▸ **INPUT MATERIAL**
·····

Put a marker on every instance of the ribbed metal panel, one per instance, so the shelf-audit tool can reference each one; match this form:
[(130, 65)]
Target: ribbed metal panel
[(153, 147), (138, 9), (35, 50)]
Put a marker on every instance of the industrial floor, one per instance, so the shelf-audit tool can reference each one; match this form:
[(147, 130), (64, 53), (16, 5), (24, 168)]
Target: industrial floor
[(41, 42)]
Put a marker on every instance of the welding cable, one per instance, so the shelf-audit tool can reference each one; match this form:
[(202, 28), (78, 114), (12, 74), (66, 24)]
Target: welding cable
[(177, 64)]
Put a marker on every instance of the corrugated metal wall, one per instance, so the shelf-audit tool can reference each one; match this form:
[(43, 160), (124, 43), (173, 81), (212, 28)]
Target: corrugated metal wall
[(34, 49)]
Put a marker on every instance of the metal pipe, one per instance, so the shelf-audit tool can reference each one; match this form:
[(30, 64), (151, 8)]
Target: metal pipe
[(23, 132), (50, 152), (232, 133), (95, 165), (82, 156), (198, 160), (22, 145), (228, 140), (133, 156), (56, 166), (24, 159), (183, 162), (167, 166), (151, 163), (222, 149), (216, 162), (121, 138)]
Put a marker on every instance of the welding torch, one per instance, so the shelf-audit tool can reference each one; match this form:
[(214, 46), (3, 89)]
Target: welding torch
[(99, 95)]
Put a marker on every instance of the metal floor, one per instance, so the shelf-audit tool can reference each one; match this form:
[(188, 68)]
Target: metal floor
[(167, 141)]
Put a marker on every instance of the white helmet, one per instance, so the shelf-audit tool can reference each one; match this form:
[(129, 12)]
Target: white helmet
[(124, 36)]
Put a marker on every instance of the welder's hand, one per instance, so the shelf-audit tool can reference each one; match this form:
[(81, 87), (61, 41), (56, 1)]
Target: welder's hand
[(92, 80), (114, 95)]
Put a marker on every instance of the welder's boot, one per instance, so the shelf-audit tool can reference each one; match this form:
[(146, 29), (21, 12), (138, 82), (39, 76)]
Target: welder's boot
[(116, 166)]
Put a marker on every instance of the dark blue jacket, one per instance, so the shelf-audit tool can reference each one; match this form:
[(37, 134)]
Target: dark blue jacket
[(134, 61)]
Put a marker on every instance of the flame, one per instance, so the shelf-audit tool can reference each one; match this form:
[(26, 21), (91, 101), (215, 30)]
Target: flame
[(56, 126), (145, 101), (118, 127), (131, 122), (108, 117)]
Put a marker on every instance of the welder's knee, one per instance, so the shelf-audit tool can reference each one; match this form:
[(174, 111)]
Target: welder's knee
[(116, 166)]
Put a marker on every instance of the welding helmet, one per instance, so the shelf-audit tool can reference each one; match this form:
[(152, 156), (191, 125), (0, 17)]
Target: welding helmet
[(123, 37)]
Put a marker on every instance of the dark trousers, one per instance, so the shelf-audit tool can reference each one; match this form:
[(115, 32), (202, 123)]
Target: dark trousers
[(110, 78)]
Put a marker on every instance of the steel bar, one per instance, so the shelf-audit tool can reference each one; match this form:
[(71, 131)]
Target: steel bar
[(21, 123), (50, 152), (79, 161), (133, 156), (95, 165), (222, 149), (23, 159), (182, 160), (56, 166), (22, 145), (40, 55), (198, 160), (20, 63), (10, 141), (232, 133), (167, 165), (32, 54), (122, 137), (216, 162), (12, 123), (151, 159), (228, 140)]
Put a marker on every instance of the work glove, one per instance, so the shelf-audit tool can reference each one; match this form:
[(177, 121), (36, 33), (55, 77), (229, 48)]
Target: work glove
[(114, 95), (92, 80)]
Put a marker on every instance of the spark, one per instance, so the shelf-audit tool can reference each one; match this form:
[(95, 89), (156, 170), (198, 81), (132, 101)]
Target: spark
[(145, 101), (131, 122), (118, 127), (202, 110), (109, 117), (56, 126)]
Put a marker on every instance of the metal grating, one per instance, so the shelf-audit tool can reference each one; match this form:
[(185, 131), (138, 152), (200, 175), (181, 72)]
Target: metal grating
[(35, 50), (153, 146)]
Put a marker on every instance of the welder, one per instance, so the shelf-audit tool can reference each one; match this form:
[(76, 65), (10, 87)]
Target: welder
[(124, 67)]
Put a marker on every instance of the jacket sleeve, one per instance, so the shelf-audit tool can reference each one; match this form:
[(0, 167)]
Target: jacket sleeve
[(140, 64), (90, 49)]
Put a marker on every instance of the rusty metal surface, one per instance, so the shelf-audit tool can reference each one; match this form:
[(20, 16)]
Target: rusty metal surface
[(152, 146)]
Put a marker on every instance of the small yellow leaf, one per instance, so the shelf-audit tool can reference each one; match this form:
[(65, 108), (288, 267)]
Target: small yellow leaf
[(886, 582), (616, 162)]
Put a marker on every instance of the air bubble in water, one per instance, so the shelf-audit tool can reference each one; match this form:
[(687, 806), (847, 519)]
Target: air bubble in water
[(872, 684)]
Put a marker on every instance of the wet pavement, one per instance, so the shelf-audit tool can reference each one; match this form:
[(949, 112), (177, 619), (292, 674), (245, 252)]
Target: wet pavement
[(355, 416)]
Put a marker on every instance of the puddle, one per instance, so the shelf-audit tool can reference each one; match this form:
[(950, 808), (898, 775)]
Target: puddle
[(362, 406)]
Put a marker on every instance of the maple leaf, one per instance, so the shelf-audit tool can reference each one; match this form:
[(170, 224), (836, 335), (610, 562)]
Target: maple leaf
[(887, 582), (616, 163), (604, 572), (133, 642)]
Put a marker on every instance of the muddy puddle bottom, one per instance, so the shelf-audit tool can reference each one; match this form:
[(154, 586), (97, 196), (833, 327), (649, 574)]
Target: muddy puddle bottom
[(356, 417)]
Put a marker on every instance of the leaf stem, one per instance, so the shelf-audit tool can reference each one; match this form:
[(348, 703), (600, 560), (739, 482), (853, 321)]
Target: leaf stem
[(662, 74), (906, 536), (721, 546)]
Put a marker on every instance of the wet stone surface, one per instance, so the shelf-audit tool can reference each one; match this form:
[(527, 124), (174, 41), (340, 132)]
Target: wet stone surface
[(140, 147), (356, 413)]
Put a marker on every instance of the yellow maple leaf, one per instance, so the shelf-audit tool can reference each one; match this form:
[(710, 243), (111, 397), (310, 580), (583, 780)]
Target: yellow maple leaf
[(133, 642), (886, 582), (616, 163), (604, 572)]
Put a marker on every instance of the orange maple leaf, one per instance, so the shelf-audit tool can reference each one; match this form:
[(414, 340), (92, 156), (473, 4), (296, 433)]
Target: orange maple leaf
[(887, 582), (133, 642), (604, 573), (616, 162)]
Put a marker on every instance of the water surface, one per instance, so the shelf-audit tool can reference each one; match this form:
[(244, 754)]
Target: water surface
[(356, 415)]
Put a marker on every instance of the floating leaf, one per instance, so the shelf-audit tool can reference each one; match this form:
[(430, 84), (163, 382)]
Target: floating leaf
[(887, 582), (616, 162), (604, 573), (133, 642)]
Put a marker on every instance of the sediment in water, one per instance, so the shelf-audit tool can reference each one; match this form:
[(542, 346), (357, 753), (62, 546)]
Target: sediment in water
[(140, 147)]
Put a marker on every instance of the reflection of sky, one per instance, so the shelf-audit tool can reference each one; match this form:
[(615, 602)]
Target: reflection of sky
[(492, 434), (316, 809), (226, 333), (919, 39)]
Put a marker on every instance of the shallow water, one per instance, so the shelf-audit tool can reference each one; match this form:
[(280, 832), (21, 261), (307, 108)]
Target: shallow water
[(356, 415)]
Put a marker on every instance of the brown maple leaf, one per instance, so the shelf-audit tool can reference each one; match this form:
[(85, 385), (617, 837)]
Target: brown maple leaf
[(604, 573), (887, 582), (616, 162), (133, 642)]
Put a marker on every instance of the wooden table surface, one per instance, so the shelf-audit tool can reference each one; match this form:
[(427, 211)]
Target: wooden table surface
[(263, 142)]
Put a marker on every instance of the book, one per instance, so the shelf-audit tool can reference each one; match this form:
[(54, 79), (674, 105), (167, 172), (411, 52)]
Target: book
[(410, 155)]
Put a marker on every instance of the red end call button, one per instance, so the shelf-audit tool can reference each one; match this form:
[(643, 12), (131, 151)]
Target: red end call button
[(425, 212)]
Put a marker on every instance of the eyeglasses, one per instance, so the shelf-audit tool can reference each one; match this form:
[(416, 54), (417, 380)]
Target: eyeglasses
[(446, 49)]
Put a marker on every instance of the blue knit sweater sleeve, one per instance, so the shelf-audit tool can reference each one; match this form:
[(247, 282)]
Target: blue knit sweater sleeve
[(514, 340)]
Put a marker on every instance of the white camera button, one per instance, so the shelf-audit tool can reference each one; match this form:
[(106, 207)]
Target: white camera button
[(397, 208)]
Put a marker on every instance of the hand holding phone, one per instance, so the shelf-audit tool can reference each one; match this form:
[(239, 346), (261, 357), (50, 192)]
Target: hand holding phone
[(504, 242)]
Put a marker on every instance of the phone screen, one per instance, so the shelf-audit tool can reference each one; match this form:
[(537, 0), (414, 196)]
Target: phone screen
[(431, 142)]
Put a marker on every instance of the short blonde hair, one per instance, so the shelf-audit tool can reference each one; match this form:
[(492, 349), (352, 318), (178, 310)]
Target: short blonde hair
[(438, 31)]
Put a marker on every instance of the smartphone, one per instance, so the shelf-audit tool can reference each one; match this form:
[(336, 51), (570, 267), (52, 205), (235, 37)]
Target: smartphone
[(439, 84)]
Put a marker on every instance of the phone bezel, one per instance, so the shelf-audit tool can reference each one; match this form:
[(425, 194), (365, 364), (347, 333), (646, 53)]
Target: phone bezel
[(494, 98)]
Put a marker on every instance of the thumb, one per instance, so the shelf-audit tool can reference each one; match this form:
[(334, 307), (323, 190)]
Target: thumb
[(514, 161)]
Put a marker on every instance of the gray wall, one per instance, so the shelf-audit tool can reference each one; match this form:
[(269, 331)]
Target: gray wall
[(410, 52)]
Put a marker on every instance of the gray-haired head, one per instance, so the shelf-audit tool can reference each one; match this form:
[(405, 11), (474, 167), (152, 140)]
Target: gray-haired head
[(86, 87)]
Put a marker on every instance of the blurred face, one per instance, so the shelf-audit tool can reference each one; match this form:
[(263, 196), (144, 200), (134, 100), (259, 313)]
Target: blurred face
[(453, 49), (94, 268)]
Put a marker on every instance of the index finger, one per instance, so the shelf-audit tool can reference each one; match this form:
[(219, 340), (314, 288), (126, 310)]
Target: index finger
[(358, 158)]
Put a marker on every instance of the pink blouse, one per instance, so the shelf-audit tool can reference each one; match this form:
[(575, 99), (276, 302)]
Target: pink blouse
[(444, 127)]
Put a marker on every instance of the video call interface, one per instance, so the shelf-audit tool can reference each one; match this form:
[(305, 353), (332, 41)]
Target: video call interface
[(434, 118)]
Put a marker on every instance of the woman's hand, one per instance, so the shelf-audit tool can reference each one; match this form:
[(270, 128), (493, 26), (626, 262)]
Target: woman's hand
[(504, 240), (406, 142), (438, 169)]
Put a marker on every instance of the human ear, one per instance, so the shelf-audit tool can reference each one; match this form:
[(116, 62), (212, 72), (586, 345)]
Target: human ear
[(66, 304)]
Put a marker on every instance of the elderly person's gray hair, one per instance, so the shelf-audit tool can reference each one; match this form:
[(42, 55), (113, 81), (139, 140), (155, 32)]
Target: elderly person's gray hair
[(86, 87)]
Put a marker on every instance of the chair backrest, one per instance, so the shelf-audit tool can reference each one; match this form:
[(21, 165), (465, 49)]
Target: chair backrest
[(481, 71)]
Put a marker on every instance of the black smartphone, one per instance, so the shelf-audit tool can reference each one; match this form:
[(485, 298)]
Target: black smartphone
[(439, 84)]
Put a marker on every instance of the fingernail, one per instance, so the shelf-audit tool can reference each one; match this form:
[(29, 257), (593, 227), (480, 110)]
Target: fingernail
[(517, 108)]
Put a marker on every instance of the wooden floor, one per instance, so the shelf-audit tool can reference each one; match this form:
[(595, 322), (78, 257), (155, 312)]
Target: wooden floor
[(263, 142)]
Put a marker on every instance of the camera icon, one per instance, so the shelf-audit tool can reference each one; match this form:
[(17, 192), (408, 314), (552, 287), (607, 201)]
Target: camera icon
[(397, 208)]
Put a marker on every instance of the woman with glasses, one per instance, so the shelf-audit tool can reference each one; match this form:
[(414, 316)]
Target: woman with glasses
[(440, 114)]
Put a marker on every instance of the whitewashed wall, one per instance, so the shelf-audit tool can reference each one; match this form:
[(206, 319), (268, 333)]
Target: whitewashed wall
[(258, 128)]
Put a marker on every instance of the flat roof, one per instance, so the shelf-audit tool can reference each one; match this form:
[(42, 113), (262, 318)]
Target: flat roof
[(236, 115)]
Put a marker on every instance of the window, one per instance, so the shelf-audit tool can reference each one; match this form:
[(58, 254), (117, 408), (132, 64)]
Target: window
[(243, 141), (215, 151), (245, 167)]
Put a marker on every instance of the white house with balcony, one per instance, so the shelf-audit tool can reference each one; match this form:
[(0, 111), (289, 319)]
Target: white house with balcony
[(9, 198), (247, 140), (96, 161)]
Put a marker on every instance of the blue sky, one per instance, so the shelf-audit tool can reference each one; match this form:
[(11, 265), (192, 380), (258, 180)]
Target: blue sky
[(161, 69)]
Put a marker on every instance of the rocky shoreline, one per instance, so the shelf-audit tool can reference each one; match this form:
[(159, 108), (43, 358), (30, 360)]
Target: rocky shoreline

·····

▸ **WHAT IS REQUIRED**
Find "Target: welder's knee" in the entries above and copy that whole line exactly, then each line after it through the line that contains "[(76, 65), (10, 87)]".

▸ **RESPONSE BELOW**
Target: welder's knee
[(116, 166)]
Put a marker on every instance of the welding helmet, one per instance, so the shelf-audit tool can reference each one; match this form:
[(152, 156), (191, 125), (0, 17)]
Target: welding helmet
[(123, 37)]
Put a marker on every instance of the dark trousers, one per instance, so the shelf-audit tool can reference each one; match this form:
[(115, 32), (202, 123)]
Target: dark trousers
[(110, 78)]
Put a marker on every instance of the steel bar, one per instance, so the shelf-audit tool can reference each one; match this form:
[(71, 131)]
Target: steel bar
[(21, 123), (50, 152), (79, 161), (133, 156), (95, 165), (222, 149), (23, 159), (182, 160), (56, 166), (22, 145), (40, 55), (198, 160), (20, 63), (10, 141), (232, 133), (167, 165), (32, 54), (122, 137), (216, 162), (12, 123), (151, 159), (228, 140)]
Put a marker on every instance of the work glove, one per instance, so the shelf-audit tool can reference each one; match this form:
[(177, 121), (36, 33), (55, 77), (229, 48)]
Target: work glove
[(114, 95), (92, 80)]
Put a marker on every instance of the spark, one per instance, so the shelf-audit tool can reference each one; match this form:
[(95, 89), (156, 170), (198, 81), (132, 101)]
Target: spark
[(145, 101), (131, 122), (118, 127), (202, 110), (109, 117), (56, 126)]
Put a marker on every instance of the metal grating, one per instance, so the shelf-audit tool can reference each one; match this form:
[(185, 131), (138, 152), (200, 175), (181, 72)]
Target: metal grating
[(35, 50), (153, 146)]
Put a marker on every instance of the welder, one per instance, so the shelf-audit tool can reference each one; match this form:
[(76, 65), (10, 87)]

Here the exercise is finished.